### [REQUIRED WORK]
Type the records out again in full, exactly.

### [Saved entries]
|---|

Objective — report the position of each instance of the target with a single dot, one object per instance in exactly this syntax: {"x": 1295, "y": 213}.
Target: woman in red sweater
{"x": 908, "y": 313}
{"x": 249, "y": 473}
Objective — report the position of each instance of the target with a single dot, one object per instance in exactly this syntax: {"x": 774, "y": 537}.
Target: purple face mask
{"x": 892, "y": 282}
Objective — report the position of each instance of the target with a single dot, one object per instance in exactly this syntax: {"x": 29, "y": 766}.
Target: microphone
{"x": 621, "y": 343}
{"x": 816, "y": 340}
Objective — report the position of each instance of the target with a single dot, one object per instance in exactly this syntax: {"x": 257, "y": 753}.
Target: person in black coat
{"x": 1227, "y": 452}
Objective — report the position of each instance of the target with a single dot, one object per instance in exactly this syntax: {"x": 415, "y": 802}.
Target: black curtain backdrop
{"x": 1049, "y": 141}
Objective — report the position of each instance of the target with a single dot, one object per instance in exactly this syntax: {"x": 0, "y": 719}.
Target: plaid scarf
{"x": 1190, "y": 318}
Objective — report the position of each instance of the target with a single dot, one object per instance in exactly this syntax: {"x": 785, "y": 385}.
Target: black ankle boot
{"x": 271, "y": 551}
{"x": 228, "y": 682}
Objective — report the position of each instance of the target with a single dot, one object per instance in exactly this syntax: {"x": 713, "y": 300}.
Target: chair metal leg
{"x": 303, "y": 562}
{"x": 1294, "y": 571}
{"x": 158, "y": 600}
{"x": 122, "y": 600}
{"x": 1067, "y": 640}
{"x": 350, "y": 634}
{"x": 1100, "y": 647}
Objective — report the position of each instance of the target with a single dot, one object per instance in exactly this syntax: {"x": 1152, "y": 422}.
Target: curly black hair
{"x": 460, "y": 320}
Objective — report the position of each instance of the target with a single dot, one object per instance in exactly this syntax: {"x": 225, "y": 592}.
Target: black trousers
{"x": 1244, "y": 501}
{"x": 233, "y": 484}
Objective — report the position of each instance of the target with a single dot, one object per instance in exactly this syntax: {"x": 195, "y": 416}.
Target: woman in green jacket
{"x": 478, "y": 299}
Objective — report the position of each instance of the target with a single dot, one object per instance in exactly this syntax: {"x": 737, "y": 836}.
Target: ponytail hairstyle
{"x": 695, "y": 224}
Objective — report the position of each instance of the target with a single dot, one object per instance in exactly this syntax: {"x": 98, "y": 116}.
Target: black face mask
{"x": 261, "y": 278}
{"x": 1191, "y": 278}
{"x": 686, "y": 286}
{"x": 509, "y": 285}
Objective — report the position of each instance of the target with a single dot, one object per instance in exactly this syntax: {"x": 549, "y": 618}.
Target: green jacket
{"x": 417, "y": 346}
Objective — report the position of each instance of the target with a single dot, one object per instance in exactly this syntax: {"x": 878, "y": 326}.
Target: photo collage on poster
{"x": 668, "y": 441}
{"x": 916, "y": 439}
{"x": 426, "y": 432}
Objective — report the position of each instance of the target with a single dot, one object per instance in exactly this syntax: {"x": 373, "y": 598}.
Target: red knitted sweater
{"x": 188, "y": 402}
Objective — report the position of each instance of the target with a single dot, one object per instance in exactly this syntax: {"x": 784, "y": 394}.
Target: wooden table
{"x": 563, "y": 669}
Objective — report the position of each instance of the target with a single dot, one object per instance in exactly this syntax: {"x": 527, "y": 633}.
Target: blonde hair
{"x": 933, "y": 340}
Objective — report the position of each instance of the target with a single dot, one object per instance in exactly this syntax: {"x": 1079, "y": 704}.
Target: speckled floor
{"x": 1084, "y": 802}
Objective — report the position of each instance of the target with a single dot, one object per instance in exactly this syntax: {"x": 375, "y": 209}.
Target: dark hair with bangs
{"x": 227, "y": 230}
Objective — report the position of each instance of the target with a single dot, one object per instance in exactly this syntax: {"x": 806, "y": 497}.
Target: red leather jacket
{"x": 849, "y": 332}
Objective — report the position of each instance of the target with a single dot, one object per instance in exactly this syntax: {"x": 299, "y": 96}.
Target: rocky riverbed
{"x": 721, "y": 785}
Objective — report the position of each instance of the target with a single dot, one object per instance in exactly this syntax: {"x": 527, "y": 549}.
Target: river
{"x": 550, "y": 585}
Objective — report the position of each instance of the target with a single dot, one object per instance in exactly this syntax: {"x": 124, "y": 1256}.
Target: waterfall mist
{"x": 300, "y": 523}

|---|

### [SOLUTION TO THE PROBLEM]
Objective — report the position of each instance of the target with a single dot, one object per instance in exactly this syntax: {"x": 1295, "y": 213}.
Target: woman in red sweater
{"x": 908, "y": 313}
{"x": 249, "y": 473}
Objective — report the position of each instance of the target with a single dot, one object per instance in exactly this syntax: {"x": 774, "y": 537}.
Target: purple face mask
{"x": 892, "y": 282}
Objective — report the position of each instance of the target with a single dot, one object per instance in exactly this syntax: {"x": 29, "y": 766}.
Target: microphone
{"x": 621, "y": 343}
{"x": 816, "y": 340}
Objective — report the position of each instance of the target with a single dot, one object per instance in exactly this syntax: {"x": 257, "y": 753}.
Target: person in black coat
{"x": 1227, "y": 452}
Objective — report the position of each instance of the target with a single dot, one object per instance in exactly this syntax: {"x": 415, "y": 802}.
Target: black curtain backdrop
{"x": 1049, "y": 141}
Objective — report the position of each instance of the target with a single dot, one object per instance in exactly this syntax: {"x": 0, "y": 719}.
Target: plaid scarf
{"x": 1190, "y": 318}
Objective — report the position of each instance of the target with a single dot, one object per instance in exactly this syntax: {"x": 785, "y": 385}.
Target: black ankle boot
{"x": 271, "y": 551}
{"x": 228, "y": 682}
Objective — report the position of each instance of the target with a single dot, one object per instance in exactly this syntax: {"x": 713, "y": 300}.
Target: chair metal leg
{"x": 303, "y": 562}
{"x": 1294, "y": 571}
{"x": 158, "y": 600}
{"x": 122, "y": 600}
{"x": 1067, "y": 640}
{"x": 350, "y": 634}
{"x": 1100, "y": 647}
Objective — report the position of each instance of the target with a single dot, one object per instance in exactly this syntax: {"x": 1152, "y": 422}.
Target: curly black hair
{"x": 460, "y": 320}
Objective — report the position of each instance of the target with a single dot, one object per instance in exactly this syntax: {"x": 225, "y": 592}.
Target: black trousers
{"x": 1244, "y": 501}
{"x": 233, "y": 484}
Objective — report the position of each instance of the target with a single dot, one object per instance in exactly this syntax: {"x": 195, "y": 416}.
Target: woman in green jacket
{"x": 478, "y": 299}
Objective — report the position of each instance of the target with a single dot, one object per instance in exactly this syntax: {"x": 737, "y": 836}.
Target: ponytail hairstyle
{"x": 695, "y": 224}
Objective — report the position of each instance of the target with a single dot, one object per instance in exactly this syntax: {"x": 98, "y": 116}.
Target: black face mask
{"x": 261, "y": 278}
{"x": 1191, "y": 278}
{"x": 686, "y": 286}
{"x": 509, "y": 285}
Objective — report the position of each instance of the target with a single dot, one object per instance in exactly this syntax: {"x": 549, "y": 618}.
Target: green jacket
{"x": 417, "y": 346}
Objective — report the position of each instance of the target with a single dot, one object per instance in exactly this syntax: {"x": 878, "y": 326}.
Target: photo collage on poster
{"x": 668, "y": 441}
{"x": 916, "y": 439}
{"x": 426, "y": 432}
Objective — report the position of each instance of the target with a single dot, one object per instance in exactly this syntax: {"x": 373, "y": 598}.
Target: red knitted sweater
{"x": 188, "y": 402}
Objective — report the position of each instance of the target with a single dot, one object per instance in exactly this syntax: {"x": 784, "y": 394}.
Target: wooden table
{"x": 563, "y": 669}
Objective — report the position of each instance of the target with a single dot, one object per instance in exactly this syntax: {"x": 527, "y": 633}.
Target: blonde hair
{"x": 933, "y": 340}
Objective — report the position of each instance of the target with a single dot, one object per instance in exactly this syntax: {"x": 1079, "y": 704}.
Target: speckled floor
{"x": 1084, "y": 802}
Objective — report the position of each instance of the target with a single dot, one object per instance in exactly this syntax: {"x": 375, "y": 209}.
Target: dark hair with bangs
{"x": 227, "y": 230}
Objective — report the position of each instance of the target with a single dot, one object per instance in exactly this syntax: {"x": 806, "y": 497}.
Target: red leather jacket
{"x": 849, "y": 332}
Objective — report the position of each instance of the target with a single dot, one object per instance in exactly this syntax: {"x": 299, "y": 96}.
Target: rocky riverbed
{"x": 721, "y": 785}
Objective — report the position of each instance of the target with a single dot, one object per instance in exactly this syntax: {"x": 527, "y": 549}.
Target: river
{"x": 550, "y": 585}
Objective — report the position of each instance of the target with a single dot, one object per instance in exactly this syntax: {"x": 124, "y": 1256}.
Target: waterfall mist
{"x": 300, "y": 523}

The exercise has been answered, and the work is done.